• EXERCISE TASKS:
1 - According to the passage on remote work, which publications are cited as sources of research on its benefits?
2 - Write a continuation of the passage on remote work, starting after its final sentence.

Research from publications like Fortune, Gallup, and the American Psychological Association, shows that, overall, remote work increases job satisfaction, performance, and loyalty among employees, along with less work stress or burnout. We have experienced these benefits firsthand at Xtensio:
- Remote work is healthier for the whole team. Working remotely reduces the risk of employees catching and spreading any infectious disease when they’re feeling the symptoms, from the common cold and flu to the novel COVID-19.
- Mental and emotional health are seldom mentioned next to physical health, even though their impact on employee performance is just the same. Remote work takes away the stress of office life. It cuts the commute time in big cities. It gives a chance for people to work from rural areas, close to nature, or while traveling. Or it simply provides the ability to be closer to family or pets. Most virtual teams, Xtensio employees included, are happier working from home.

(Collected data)
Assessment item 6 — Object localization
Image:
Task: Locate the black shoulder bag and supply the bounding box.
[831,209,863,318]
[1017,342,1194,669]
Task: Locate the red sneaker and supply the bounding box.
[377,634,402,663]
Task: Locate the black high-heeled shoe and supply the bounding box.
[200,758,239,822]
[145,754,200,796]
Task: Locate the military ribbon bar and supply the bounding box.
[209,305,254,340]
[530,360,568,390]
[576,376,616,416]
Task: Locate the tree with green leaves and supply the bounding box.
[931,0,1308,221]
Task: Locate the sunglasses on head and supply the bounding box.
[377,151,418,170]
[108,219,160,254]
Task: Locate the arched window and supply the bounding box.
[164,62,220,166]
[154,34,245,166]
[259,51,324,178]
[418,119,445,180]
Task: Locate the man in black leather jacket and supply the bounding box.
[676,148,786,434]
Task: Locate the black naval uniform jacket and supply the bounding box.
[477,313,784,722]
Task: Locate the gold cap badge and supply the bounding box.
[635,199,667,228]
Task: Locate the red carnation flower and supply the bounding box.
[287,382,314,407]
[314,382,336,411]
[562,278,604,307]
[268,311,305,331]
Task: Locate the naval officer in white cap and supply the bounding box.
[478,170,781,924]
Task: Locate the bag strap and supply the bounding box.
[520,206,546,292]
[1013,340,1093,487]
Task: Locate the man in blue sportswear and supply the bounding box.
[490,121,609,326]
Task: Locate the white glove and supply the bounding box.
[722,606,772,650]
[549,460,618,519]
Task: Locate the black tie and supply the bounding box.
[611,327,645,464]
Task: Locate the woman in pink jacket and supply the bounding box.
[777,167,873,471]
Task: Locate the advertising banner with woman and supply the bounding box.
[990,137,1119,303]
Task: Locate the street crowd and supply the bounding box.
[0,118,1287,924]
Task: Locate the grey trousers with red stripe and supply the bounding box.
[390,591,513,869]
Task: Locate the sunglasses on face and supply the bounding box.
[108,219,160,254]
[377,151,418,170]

• RESULTS FOR EACH TASK:
1 - Fortune, Gallup, and the American Psychological Association.

2 -
- Remote work increases team efficiency. With fewer interruptions and more time to focus on significant problem-solving or creative work, it’s not surprising that, according to Gallup, employees who spend 60 to 80 percent of their time working remotely complete more tasks in a workday. Even more so, remote work increases team efficiency and fosters collaboration and communication between colleagues who normally couldn’t work together. The distance encourages more focused collaboration, leading to more targeted productivity and team results.
- It’s cost-effective for both the employer and the employee. Office space and its operation costs can really add up for the employer. Especially for early-stage companies, it is a big relief to not have to think about the lease and focus on building the company. Working from home often allows employees to save on commute or healthy meal costs.
- More time to have a life outside of work. At Xtensio, we’ve been a remote-first company from the start. This has given us the flexibility and agility to brace the ups and downs of being a bootstrapped startup while giving our team the flexibility to raise families, complete degrees, travel (or not) and, generally, make time for other goals and hobbies outside of our professional careers.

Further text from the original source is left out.